═════ DATA FOR PROCESSING

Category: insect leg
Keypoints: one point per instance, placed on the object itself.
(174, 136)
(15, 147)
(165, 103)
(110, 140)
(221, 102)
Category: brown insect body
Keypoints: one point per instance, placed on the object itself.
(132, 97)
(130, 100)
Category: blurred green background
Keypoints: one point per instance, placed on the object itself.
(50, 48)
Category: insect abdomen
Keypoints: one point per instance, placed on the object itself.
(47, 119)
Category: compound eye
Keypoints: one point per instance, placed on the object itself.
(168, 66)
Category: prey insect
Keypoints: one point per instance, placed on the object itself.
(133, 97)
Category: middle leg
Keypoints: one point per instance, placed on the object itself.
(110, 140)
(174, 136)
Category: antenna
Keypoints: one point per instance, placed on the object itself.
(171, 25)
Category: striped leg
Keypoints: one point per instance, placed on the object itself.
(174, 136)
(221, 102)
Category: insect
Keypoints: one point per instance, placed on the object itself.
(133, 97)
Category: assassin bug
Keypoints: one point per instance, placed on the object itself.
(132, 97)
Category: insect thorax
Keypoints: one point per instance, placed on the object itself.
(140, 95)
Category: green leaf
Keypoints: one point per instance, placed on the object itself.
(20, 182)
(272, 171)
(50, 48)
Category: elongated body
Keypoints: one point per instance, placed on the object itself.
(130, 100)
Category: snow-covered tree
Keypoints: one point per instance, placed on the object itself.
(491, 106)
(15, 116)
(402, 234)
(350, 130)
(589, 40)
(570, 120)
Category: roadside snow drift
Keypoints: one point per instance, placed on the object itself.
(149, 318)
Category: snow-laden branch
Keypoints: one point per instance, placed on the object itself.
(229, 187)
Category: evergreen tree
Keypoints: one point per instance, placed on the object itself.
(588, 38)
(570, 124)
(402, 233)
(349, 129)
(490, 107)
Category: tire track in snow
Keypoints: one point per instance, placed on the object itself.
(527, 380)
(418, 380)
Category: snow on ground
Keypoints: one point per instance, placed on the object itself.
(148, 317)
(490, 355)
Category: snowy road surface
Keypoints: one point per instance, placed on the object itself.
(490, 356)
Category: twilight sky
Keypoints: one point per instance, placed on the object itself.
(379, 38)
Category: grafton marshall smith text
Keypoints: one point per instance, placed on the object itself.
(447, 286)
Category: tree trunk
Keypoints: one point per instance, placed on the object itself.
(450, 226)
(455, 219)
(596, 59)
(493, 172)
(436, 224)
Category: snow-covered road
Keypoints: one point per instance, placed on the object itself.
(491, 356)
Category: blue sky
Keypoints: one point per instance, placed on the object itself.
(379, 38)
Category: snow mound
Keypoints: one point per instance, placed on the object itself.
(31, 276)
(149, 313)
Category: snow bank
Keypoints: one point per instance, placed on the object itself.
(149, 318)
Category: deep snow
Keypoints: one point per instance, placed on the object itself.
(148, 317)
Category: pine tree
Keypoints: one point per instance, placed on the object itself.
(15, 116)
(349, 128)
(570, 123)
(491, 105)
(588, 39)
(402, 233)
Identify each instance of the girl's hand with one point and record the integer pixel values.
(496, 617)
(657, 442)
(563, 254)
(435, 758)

══════════

WORK ITEM ▸
Give back each line of the material above exactly as it appears.

EXPECTED OUTPUT ▸
Category: insect leg
Keypoints: one point per instance, placed on the object itself.
(174, 136)
(15, 147)
(165, 103)
(110, 140)
(221, 102)
Category: brown insect body
Keypoints: one point per instance, placed on the object itself.
(132, 97)
(130, 100)
Category: blurred green background
Keypoints: one point per instance, placed on the object itself.
(50, 48)
Category: insect abdomen
Keypoints: one point per instance, placed on the object itself.
(47, 119)
Category: compound eye
Keypoints: one point per instance, placed on the object itself.
(168, 66)
Category: prey insect
Keypoints: one point per instance, placed on the object itself.
(133, 97)
Category: middle leg
Keypoints: one point per instance, placed on the object itself.
(110, 140)
(174, 136)
Category: antenna
Keypoints: one point per instance, placed on the object itself.
(171, 25)
Category: striped leg
Keypoints: one point per instance, placed on the object itself.
(174, 136)
(221, 102)
Category: insect
Keypoints: one point per instance, placed on the object itself.
(133, 97)
Category: assassin bug
Keypoints: one point per instance, placed on the object itself.
(132, 97)
Category: insect thorax
Keypoints: one point per instance, placed on the object itself.
(140, 95)
Category: green leaf
Keypoints: one point per instance, placed on the object itself.
(20, 182)
(272, 171)
(50, 48)
Category: elongated body
Keypoints: one point per instance, placed on the object itself.
(130, 100)
Category: snow-covered tree
Keypoints: one point per instance, placed on the object itself.
(491, 106)
(15, 116)
(402, 234)
(350, 130)
(589, 40)
(570, 120)
Category: roadside snow drift
Keypoints: one point per instance, placed on the object itself.
(149, 318)
Category: snow-laden branch
Keypoints: one point per instance, placed on the object itself.
(229, 187)
Category: evergreen tree
Keypoints: one point per instance, placed on the object itself.
(588, 38)
(570, 124)
(402, 233)
(349, 129)
(490, 107)
Category: tire track in snow
Keypoints: one point per instance, placed on the object itself.
(527, 380)
(418, 380)
Category: snow on ground
Keypoints: one point per instance, placed on the object itself.
(148, 317)
(490, 355)
Category: snowy road surface
Keypoints: one point per instance, placed on the object itself.
(490, 356)
Category: twilight sky
Keypoints: one point per instance, placed on the object itself.
(379, 38)
Category: grafton marshall smith text
Keypoints: one point per instance, placed on the object itself.
(447, 286)
Category: tree trunk
Keypoints: one point per instance, placed on the object itself.
(450, 226)
(455, 219)
(596, 59)
(493, 172)
(436, 224)
Category: snow-covered road
Keypoints: one point per instance, placed on the object itself.
(491, 356)
Category: blue sky
Keypoints: one point per instance, placed on the object itself.
(379, 38)
Category: snow mound
Keypoints: one point per instance, placed on the object itself.
(31, 276)
(149, 313)
Category: snow bank
Keypoints: one point per instance, placed on the object itself.
(149, 318)
Category: deep snow
Keypoints: one point per instance, placed on the object itself.
(148, 317)
Category: pine tree
Keypoints: one point per instance, placed on the object itself.
(15, 116)
(349, 128)
(570, 123)
(491, 105)
(588, 39)
(402, 233)
Identify each instance of the girl's hand with one point and record the integer pixel values.
(496, 617)
(657, 442)
(563, 254)
(435, 758)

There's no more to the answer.